Your task ▸ At the line with "Note to the class: identify the protester", start repeating the data, and continue line by line through the final line, exactly.

Dataset records ▸
########

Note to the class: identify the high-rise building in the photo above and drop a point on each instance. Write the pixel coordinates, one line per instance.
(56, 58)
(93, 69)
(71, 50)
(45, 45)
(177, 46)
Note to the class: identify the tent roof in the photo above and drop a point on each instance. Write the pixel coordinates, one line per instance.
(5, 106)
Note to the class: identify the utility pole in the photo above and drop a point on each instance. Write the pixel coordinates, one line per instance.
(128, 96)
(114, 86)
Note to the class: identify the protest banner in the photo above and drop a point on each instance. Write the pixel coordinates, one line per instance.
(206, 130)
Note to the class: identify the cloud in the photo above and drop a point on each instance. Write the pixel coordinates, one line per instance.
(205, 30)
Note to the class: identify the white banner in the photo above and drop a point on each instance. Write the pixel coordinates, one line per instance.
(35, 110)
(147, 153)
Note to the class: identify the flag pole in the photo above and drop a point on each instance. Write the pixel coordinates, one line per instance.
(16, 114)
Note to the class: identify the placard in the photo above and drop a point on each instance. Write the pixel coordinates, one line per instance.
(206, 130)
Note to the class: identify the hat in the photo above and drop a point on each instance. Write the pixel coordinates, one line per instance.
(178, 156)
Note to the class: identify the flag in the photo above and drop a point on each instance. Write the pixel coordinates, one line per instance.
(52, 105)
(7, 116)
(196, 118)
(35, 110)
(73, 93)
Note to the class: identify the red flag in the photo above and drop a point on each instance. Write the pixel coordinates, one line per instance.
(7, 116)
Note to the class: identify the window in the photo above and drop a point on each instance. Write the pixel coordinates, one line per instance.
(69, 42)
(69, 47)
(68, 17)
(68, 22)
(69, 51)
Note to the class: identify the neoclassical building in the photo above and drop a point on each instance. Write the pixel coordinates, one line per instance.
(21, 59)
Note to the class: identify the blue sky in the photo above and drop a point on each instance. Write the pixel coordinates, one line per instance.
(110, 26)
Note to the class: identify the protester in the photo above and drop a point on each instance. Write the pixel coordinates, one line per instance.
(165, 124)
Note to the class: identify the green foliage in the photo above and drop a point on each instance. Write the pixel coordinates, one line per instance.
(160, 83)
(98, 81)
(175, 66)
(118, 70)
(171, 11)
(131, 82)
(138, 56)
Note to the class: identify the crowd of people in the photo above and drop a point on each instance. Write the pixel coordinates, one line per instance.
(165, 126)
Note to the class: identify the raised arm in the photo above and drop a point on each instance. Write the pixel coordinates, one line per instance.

########

Solution to the exercise ▸
Note to the class: identify the protester in the photo above and drop a point on each instance. Write the pixel coordinates, one line per instance.
(165, 124)
Note to the class: identify the green foliage in the photo above and drop a point on each instance. Write the pixel coordinates, one line per instance.
(160, 83)
(98, 81)
(175, 66)
(118, 70)
(171, 11)
(131, 82)
(138, 56)
Note to the class: identify the crowd of people in the photo above and drop a point on each instance. Write the pixel coordinates, one line per instance.
(165, 126)
Note to the class: identify the raised arm in the photo above and drop a point on each instance. Write the pixel coordinates, one line per instance.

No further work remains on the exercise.